> [Activity] Without skipping or changing anything, print all the entries.

[Point-per-instance localization data]
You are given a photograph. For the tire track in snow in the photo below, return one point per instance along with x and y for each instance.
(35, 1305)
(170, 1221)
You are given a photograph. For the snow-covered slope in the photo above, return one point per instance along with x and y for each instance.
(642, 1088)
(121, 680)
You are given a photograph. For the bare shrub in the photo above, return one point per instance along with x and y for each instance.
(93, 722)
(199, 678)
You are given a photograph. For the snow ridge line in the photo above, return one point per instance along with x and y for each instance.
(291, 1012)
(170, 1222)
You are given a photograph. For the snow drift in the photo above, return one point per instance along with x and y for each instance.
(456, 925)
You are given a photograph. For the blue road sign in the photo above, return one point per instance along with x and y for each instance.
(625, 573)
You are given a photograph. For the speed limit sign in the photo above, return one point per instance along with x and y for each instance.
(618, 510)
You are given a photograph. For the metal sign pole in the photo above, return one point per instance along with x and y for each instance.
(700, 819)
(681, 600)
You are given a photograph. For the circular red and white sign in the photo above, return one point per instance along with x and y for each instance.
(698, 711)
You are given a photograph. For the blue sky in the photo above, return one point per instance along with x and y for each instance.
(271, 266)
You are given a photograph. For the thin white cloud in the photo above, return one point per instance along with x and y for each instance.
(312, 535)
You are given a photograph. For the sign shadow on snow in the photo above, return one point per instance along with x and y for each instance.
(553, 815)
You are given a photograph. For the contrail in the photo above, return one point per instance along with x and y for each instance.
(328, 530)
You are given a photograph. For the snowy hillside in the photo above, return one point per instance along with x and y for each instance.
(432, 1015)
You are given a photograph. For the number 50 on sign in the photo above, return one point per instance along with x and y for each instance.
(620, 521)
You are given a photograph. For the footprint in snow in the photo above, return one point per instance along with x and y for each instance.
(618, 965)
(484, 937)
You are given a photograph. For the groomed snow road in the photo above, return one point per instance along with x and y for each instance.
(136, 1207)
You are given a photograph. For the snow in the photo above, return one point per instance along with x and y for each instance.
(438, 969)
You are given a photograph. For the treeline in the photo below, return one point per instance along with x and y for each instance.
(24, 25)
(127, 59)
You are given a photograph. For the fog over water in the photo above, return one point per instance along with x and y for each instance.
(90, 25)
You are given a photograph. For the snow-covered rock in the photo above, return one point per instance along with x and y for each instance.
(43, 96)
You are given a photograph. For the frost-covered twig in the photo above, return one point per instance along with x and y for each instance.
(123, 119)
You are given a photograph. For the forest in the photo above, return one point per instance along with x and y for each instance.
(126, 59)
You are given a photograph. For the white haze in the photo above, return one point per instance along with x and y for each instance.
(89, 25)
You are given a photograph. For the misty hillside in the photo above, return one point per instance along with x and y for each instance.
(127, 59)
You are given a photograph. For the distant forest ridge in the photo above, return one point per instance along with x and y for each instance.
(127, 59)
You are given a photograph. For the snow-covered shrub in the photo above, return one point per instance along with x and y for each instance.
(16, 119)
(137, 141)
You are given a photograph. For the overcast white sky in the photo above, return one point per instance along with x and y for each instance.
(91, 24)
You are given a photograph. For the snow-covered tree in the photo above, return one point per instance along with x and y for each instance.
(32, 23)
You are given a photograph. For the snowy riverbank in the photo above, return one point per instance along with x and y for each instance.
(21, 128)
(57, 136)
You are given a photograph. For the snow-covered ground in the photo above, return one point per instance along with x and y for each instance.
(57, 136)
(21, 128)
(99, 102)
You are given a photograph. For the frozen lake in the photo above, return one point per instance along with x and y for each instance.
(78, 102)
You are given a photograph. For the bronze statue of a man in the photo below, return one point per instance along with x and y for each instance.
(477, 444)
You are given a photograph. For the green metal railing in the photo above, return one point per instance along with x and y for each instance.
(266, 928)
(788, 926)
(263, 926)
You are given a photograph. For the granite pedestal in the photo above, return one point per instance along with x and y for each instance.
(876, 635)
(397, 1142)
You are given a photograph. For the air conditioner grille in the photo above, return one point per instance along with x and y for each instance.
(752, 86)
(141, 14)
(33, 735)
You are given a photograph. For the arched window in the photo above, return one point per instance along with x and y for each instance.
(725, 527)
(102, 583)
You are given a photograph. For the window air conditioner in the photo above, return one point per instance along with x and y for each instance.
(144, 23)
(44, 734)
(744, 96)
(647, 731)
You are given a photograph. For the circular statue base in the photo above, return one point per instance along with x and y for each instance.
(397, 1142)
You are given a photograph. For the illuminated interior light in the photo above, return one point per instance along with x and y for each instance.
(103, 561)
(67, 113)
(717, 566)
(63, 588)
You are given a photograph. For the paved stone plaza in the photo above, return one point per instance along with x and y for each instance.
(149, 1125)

> [Task output]
You are given a photograph. For the tire track in snow in the photo below, return one point per instance along with x and y for each instance.
(35, 1305)
(170, 1221)
You are given a photograph. For the snow-covered slope in the photo above, return one point per instance along with x and y for each instance.
(642, 1088)
(121, 680)
You are given a photograph. For the bare shrub in the photo above, return one point per instance along with x and y for each instance.
(93, 722)
(199, 678)
You are given a photograph. For the snow ridge line in the photo above, return one point per instance along with x and y for each instance.
(291, 1012)
(170, 1222)
You are given a photograph. For the snow drift in the photo above, return one point per instance along with x and y for each instance.
(456, 925)
You are given a photograph. For the blue road sign in the photo above, return one point per instance along with x and y for each instance.
(625, 573)
You are given a photograph. For the speed limit sign in the photo above, return one point per instance along with x and y for each instance.
(618, 510)
You are given a photograph. For the metal sign pole in the photo above, return one point per instance along with x and y for each instance.
(700, 819)
(681, 600)
You are given a photograph. For the circular red and white sign in the photo above, return one point per instance along with x and y for each instance.
(698, 711)
You are given a photograph. For the blue sky in the photo above, return one point per instance along with x and y for each instance.
(271, 266)
You are given a photograph. For the thin white cloud in the photo above, return one point per instance along with x and y for each instance.
(312, 535)
You are given a photograph. For the sign shadow on snow in the photo above, return one point per instance along with x and y for each instance.
(553, 815)
You are given a photograph. For the contrail in the photo above, return one point per instance along with x and y for each instance.
(328, 530)
You are given a photograph. For the snowy hillside in the photo above, return one point per instance along with x and y for each instance.
(432, 1015)
You are given a photograph. For the number 50 on sign in the photo above, return one point per instance along with x and y for each instance.
(620, 521)
You are given a photograph. For the footprint in snow in the photo above, return one point per instance along with x and y for each instance.
(618, 965)
(484, 937)
You are given a photograph. For the groomed snow road in the photo above, return one point per instance along with x and y for each instance.
(136, 1207)
You are given a photograph. For the snow in the photo above, return one point per instance along with x and y for each instance.
(438, 969)
You are given a photograph. For the treeline in the photo below, return one point per instance along with x and y for each instance.
(24, 25)
(127, 59)
You are given a photograph. For the fog over water in the photo above, return one point per instance along with x and y for each instance.
(90, 25)
You are given a photograph. For the snow-covered rock in the photo above, return one point per instance along with x and y for each instance.
(43, 96)
You are given a photograph. For the frost-covered twig in the photo above, return one point per instance along with x and y for each instance.
(123, 119)
You are given a photograph. For the forest in the photo above, return one point per instance along with x and y for each instance.
(126, 59)
You are given a photograph. For the white haze in the photo above, return one point per instance along with x and y for each instance.
(89, 25)
You are given a photograph. For the misty hillside in the photo above, return one point per instance along with x and y for each instance.
(127, 59)
You are given a photograph. For the distant forest ridge in the photo above, return one point per instance along with x and y for each instance.
(127, 59)
You are given a photograph. For the snow-covered shrub in the photo above, return one point per instance along with x and y for each instance.
(16, 119)
(137, 141)
You are given a photograph. For the overcast white sky in the photo above, return one point per instance along with x and y for each instance.
(91, 24)
You are given a photograph. For the snow-covered tree in the photo above, return one point per instance along with x and y for each instance.
(32, 23)
You are given a photograph. For the snowy riverbank in the photo above, return one point per instance along with x and y for each instance.
(21, 128)
(57, 136)
You are given a photograph. For the snow-covered ground in the photo above, return one point per instance along with x and y for each instance.
(57, 136)
(21, 128)
(99, 102)
You are given a photograph. For the frozen lake in the photo above, return one point per instance along with x and y for each instance.
(78, 102)
You are given a photograph. For the bronze statue of a man in the photo below, return one point per instance along with x and y for each instance.
(477, 444)
You are given a photograph. For the green metal railing in the photo above, return one point per instance along with x and y for each instance.
(266, 928)
(788, 926)
(263, 926)
You are given a photograph. For the granite pedestal in the photo above, return one point per instance along with x and y for each instance.
(876, 635)
(397, 1142)
You are given a photograph. For the air conditioner grille in the photo above, return one point per instance along with x and y for each instance.
(752, 86)
(141, 14)
(33, 735)
You are given a photograph. For the arched window in the photo above, return one point per instance along with x and y for each instance.
(725, 527)
(102, 583)
You are given a photograph. For the window air conditioner in the photo above, return one point per instance along with x and y for each instance.
(144, 23)
(44, 734)
(744, 96)
(647, 731)
You are given a photograph. For the circular statue base in the photo above, return one point per instance along with x and y for each instance.
(397, 1142)
You are given a photograph. For the illuminated interior light in the photo above, return one point per instance along with x and y for each instance.
(103, 561)
(67, 113)
(717, 566)
(63, 588)
You are given a photograph. For the paved stone plaza in the photo above, return one point per instance along with x and y for each instance.
(149, 1125)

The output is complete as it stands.